Exercise directions
Output every entry exactly as given.

The data
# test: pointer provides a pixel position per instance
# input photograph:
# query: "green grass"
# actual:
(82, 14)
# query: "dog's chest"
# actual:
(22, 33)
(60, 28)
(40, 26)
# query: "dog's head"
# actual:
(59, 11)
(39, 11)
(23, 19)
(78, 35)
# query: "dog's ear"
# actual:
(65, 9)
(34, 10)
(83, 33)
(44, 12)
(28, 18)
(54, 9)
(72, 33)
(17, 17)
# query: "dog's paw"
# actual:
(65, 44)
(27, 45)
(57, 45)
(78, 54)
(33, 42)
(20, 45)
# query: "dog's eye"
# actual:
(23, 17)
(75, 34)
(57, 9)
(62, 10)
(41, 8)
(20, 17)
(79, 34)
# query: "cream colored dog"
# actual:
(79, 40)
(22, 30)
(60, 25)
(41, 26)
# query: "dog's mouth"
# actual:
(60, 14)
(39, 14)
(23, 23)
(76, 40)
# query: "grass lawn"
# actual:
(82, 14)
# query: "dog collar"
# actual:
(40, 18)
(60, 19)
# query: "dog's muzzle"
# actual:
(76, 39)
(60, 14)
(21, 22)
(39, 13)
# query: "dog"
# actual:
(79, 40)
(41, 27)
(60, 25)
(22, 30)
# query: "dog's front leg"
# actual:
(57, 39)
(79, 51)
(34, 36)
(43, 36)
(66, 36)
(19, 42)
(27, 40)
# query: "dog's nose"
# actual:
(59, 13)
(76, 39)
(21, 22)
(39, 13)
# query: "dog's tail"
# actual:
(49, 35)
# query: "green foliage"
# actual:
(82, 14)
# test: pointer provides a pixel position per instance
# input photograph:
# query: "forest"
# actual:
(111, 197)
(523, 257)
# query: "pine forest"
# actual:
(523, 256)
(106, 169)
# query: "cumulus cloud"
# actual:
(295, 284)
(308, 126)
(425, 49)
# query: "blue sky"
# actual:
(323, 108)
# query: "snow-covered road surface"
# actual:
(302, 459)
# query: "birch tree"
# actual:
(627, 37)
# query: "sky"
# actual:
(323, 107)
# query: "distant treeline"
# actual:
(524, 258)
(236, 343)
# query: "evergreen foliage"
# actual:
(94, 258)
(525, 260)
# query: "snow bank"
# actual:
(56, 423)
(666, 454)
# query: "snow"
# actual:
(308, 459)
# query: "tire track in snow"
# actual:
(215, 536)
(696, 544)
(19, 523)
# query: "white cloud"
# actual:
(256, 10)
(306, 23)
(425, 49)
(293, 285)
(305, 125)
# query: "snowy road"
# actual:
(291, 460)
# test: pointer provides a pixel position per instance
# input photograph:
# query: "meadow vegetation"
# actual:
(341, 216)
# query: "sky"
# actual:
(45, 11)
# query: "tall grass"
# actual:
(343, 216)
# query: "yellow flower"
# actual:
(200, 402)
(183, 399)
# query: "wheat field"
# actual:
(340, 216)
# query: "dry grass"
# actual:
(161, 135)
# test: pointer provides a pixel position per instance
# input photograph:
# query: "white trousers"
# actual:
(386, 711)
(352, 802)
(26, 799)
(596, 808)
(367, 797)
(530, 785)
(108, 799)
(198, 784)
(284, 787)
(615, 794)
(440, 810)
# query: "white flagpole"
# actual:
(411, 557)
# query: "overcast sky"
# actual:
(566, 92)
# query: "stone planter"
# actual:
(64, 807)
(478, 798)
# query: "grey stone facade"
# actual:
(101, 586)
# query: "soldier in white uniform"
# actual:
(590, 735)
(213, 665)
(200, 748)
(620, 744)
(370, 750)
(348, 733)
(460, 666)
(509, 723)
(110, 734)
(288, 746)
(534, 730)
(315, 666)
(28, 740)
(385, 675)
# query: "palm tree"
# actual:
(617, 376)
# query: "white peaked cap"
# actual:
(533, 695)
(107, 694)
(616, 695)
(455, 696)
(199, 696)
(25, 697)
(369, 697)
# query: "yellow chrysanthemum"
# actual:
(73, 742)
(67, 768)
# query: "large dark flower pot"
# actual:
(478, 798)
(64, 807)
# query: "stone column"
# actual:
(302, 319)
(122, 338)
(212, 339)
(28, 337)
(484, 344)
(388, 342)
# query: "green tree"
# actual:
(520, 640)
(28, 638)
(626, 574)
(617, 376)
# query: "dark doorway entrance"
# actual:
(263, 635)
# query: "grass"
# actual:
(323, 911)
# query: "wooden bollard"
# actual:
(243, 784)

Solution for this exercise
# test: pointer provides a pixel position per instance
# input photograph:
# query: "green grass"
# actual:
(82, 14)
# query: "dog's chest"
# actual:
(22, 33)
(60, 28)
(40, 26)
# query: "dog's head"
# actual:
(59, 11)
(39, 11)
(23, 19)
(78, 35)
# query: "dog's ear"
# actual:
(65, 9)
(34, 10)
(83, 33)
(44, 12)
(28, 18)
(54, 9)
(72, 33)
(17, 17)
# query: "dog's paw"
# actual:
(65, 44)
(27, 45)
(57, 45)
(78, 54)
(33, 42)
(20, 45)
# query: "dog's eye"
# actual:
(23, 17)
(75, 34)
(57, 9)
(62, 10)
(41, 8)
(20, 17)
(79, 34)
# query: "cream colored dog"
# actual:
(79, 40)
(22, 30)
(60, 25)
(41, 26)
# query: "dog's mouth"
# actual:
(60, 14)
(39, 14)
(23, 23)
(76, 40)
# query: "grass lawn"
# actual:
(82, 14)
# query: "dog collar"
# actual:
(40, 18)
(60, 19)
# query: "dog's muzzle"
# actual:
(76, 39)
(60, 14)
(21, 22)
(39, 13)
# query: "dog"
# actual:
(79, 40)
(41, 27)
(60, 25)
(22, 30)
# query: "dog's front leg"
# actual:
(57, 39)
(79, 51)
(34, 36)
(43, 36)
(66, 36)
(19, 42)
(27, 40)
# query: "dog's nose"
# actual:
(59, 13)
(76, 39)
(21, 22)
(39, 13)
# query: "dog's tail"
# actual:
(49, 35)
# query: "green foliage"
# actual:
(82, 14)
# test: pointer provides a pixel position per instance
# input photograph:
# query: "forest"
# actual:
(111, 197)
(523, 257)
# query: "pine forest"
# actual:
(523, 256)
(106, 169)
# query: "cumulus cloud"
# actual:
(295, 284)
(308, 126)
(425, 49)
# query: "blue sky"
# actual:
(323, 108)
# query: "snow-covered road surface"
# actual:
(302, 459)
# query: "birch tree"
# actual:
(627, 37)
# query: "sky"
# actual:
(323, 107)
# query: "distant treeline"
# actual:
(524, 258)
(236, 343)
# query: "evergreen foliage"
# actual:
(94, 258)
(525, 260)
# query: "snow bank"
# actual:
(56, 423)
(666, 454)
# query: "snow"
# actual:
(308, 459)
# query: "tire track in snow"
# actual:
(215, 536)
(696, 544)
(19, 523)
# query: "white cloud"
# actual:
(256, 10)
(306, 23)
(425, 49)
(293, 285)
(305, 125)
# query: "snowy road"
# actual:
(291, 460)
# test: pointer provides a pixel position per instance
# input photograph:
# query: "meadow vegetation"
# actual:
(341, 216)
# query: "sky"
# actual:
(45, 11)
# query: "tall grass"
# actual:
(343, 216)
# query: "yellow flower"
# actual:
(200, 402)
(183, 399)
# query: "wheat field"
# actual:
(340, 216)
# query: "dry grass"
# actual:
(161, 135)
# test: pointer provides a pixel position per instance
# input photograph:
# query: "white trousers"
# actual:
(386, 711)
(352, 802)
(26, 799)
(596, 808)
(367, 797)
(530, 785)
(108, 799)
(198, 784)
(284, 787)
(615, 794)
(440, 810)
# query: "white flagpole"
# actual:
(411, 557)
# query: "overcast sky"
# actual:
(566, 92)
# query: "stone planter"
# actual:
(64, 807)
(478, 798)
# query: "grey stone facade"
# actual:
(101, 586)
# query: "soldier in white uniform"
# actual:
(590, 735)
(213, 665)
(200, 748)
(620, 744)
(370, 750)
(348, 733)
(460, 666)
(509, 723)
(110, 734)
(288, 746)
(534, 730)
(315, 666)
(28, 740)
(385, 675)
# query: "palm tree"
# actual:
(617, 376)
# query: "white peaked cap"
# actual:
(533, 695)
(107, 694)
(616, 695)
(455, 696)
(199, 696)
(25, 697)
(369, 697)
# query: "yellow chrysanthemum"
# actual:
(73, 742)
(67, 768)
# query: "large dark flower pot"
# actual:
(478, 798)
(64, 807)
# query: "stone column"
# actual:
(302, 319)
(122, 338)
(212, 339)
(28, 337)
(484, 344)
(388, 342)
# query: "green tree"
# actual:
(520, 640)
(28, 638)
(626, 574)
(617, 376)
# query: "dark doorway entrance"
# actual:
(263, 635)
# query: "grass"
# actual:
(323, 911)
# query: "wooden bollard"
# actual:
(243, 784)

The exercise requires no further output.